-- START OF Entries --

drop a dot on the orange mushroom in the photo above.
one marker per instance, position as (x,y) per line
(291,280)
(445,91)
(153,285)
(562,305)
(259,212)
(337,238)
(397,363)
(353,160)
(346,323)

-- END OF Entries --

→ **Task description**
Please copy all of the entries above line for line, without changing anything.

→ **Answer below**
drop a dot on the orange mushroom in the photo above.
one marker per instance, position as (x,y) per line
(291,280)
(445,91)
(153,285)
(562,305)
(259,212)
(337,238)
(397,363)
(353,160)
(346,323)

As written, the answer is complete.